Exercise requirements
Copy out all of the data exactly as it appears.

>>>>>

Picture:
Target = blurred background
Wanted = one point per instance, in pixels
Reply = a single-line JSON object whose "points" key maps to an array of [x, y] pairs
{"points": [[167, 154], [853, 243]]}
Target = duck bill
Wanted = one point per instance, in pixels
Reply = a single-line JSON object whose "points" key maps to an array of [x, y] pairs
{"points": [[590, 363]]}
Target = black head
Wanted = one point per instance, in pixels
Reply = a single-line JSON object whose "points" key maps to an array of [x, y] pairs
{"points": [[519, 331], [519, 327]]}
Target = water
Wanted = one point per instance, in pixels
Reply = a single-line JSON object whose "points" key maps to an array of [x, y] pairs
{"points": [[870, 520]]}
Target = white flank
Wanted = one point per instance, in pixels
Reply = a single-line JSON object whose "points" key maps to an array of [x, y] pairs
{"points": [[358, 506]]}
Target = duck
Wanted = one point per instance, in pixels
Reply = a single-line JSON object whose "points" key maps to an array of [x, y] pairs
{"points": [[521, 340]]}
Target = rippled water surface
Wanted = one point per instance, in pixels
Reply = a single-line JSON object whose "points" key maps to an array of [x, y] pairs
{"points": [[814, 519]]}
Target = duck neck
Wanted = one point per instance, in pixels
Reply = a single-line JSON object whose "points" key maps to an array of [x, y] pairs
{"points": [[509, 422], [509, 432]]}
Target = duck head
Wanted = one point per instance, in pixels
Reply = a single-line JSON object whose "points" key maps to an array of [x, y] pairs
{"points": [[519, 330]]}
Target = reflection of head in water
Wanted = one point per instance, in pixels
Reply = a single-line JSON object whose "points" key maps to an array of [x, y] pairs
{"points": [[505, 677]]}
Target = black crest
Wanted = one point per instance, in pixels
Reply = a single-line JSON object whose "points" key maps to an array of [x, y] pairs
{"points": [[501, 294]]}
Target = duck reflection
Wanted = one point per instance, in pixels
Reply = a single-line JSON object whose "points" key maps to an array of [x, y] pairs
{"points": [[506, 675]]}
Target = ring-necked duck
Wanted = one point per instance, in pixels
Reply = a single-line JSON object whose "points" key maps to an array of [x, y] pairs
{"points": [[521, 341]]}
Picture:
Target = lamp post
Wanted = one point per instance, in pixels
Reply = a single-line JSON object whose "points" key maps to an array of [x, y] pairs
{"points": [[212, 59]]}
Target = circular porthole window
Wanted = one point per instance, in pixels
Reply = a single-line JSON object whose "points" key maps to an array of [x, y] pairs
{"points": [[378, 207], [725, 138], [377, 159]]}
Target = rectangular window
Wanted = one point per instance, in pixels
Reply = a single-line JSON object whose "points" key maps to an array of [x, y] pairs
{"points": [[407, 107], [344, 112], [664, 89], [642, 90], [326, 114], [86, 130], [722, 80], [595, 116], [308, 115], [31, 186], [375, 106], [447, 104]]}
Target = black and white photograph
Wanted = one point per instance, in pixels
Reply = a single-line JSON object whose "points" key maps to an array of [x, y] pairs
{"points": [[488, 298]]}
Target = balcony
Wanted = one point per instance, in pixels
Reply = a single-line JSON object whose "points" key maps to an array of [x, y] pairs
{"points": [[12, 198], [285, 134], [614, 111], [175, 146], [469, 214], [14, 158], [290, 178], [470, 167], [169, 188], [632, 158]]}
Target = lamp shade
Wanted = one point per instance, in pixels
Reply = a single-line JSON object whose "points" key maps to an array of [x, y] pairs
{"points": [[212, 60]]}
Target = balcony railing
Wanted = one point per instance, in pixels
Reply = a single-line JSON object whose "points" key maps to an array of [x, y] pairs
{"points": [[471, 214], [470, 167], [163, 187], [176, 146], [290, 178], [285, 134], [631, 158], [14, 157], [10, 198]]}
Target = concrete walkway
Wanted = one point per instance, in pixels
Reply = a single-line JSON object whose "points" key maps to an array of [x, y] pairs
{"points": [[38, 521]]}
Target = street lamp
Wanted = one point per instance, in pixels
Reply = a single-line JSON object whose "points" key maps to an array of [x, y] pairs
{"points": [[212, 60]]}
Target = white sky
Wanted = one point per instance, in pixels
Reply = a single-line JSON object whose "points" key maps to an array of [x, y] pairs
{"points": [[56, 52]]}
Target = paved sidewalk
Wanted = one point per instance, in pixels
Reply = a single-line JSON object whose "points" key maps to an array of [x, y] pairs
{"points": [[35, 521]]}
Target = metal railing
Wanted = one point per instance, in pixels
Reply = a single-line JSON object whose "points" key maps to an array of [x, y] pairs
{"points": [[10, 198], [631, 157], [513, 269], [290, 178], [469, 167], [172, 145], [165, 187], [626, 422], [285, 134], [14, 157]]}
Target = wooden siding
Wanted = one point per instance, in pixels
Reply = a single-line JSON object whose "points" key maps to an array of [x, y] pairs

<<<<<

Answer to the problem
Picture:
Target = blurred background
Wanted = one point per instance, in pixels
Reply = a single-line JSON object whose "points" key maps to an array of [x, y] pairs
{"points": [[167, 154], [853, 243]]}
Target = duck bill
Wanted = one point per instance, in pixels
Reply = a single-line JSON object whose "points" key maps to an array of [x, y] pairs
{"points": [[590, 363]]}
Target = black head
Wanted = one point per instance, in pixels
Reply = a single-line JSON object whose "points" key maps to an array of [x, y] pairs
{"points": [[519, 331], [519, 327]]}
Target = water
Wanted = one point per instance, in pixels
Reply = a single-line JSON object whose "points" key maps to an array of [x, y] pairs
{"points": [[870, 520]]}
Target = white flank
Wanted = one point per instance, in pixels
Reply = a single-line JSON object whose "points" key maps to an array of [x, y] pairs
{"points": [[358, 506]]}
Target = duck
Wanted = one point per instance, in pixels
Reply = a single-line JSON object whose "points" key maps to an array of [x, y] pairs
{"points": [[521, 340]]}
Target = rippled water surface
Wanted = one point per instance, in pixels
Reply = a single-line JSON object whose "points" key maps to an array of [x, y] pairs
{"points": [[814, 519]]}
Target = duck neck
Wanted = one point per instance, in pixels
Reply = a single-line JSON object whose "points" key maps to an array of [x, y] pairs
{"points": [[509, 422], [509, 432]]}
Target = duck head
Wanted = one point per instance, in pixels
Reply = a single-line JSON object whose "points" key maps to an array of [x, y] pairs
{"points": [[519, 330]]}
Target = reflection of head in water
Wanted = one point per instance, in pixels
Reply = a single-line JSON object whose "points" key maps to an array of [x, y] pairs
{"points": [[505, 677]]}
Target = black crest
Wanted = one point per instance, in pixels
Reply = a single-line JSON object whose "points" key maps to an array of [x, y] pairs
{"points": [[501, 294]]}
Target = duck reflection
Wanted = one point per instance, in pixels
Reply = a single-line JSON object whose "points" key maps to an array of [x, y] pairs
{"points": [[506, 675]]}
Target = ring-necked duck
Wanted = one point per instance, in pixels
Reply = a single-line JSON object whose "points" key maps to an array of [x, y] pairs
{"points": [[521, 341]]}
Picture:
Target = lamp post
Wanted = one point per instance, in pixels
Reply = a single-line JSON object whose "points" key maps to an array of [x, y] pairs
{"points": [[212, 59]]}
Target = circular porthole window
Wanted = one point per instance, in pixels
Reply = a single-line JSON object whose "points" key maps to an array of [x, y] pairs
{"points": [[378, 207], [725, 138], [377, 159]]}
Target = rectangular window
Wanted = one point per instance, in pixels
Reply = a single-line JSON object whose "points" key maps to an array of [x, y] pairs
{"points": [[407, 107], [344, 112], [664, 89], [642, 90], [326, 114], [86, 130], [722, 80], [595, 116], [308, 115], [31, 186], [375, 106], [447, 104]]}
Target = black and white photograph
Wanted = one point per instance, in pixels
Reply = a single-line JSON object whose "points" key maps to an array of [x, y] pairs
{"points": [[488, 298]]}
Target = balcony
Wanted = one point per instance, in pixels
Reply = a single-line JSON object whose "points" key maps to an array of [x, y] pairs
{"points": [[12, 198], [285, 134], [614, 111], [175, 146], [469, 214], [14, 158], [290, 178], [470, 167], [169, 188], [632, 158]]}
Target = lamp shade
Wanted = one point per instance, in pixels
Reply = a single-line JSON object whose "points" key maps to an array of [x, y] pairs
{"points": [[212, 60]]}
Target = balcony railing
Wanted = one point per instance, in pixels
Reply = a single-line JSON object whose "points" key maps to an array of [x, y] pairs
{"points": [[471, 214], [470, 167], [163, 187], [176, 146], [290, 178], [285, 134], [631, 158], [14, 157], [10, 198]]}
Target = concrete walkway
Wanted = one point per instance, in pixels
Reply = a single-line JSON object whose "points" key maps to an array of [x, y] pairs
{"points": [[38, 521]]}
Target = street lamp
Wanted = one point per instance, in pixels
Reply = a single-line JSON object whose "points" key maps to an array of [x, y] pairs
{"points": [[212, 60]]}
Target = white sky
Wanted = one point per instance, in pixels
Reply = a single-line JSON object whose "points" key maps to an array of [x, y] pairs
{"points": [[56, 52]]}
Target = paved sidewalk
Wanted = one point per instance, in pixels
Reply = a single-line JSON object whose "points" key maps to an array of [x, y] pairs
{"points": [[35, 521]]}
Target = metal railing
Wanted = one point per instance, in pixels
Reply = a single-line JSON object whose "points" key maps to an array of [x, y] pairs
{"points": [[10, 198], [631, 157], [513, 269], [290, 178], [469, 167], [172, 145], [165, 187], [626, 422], [285, 134], [14, 157]]}
Target = wooden siding
Wanted = one point per instance, in pixels
Reply = a single-line JSON object whose "points" key maps to an array of [x, y] pairs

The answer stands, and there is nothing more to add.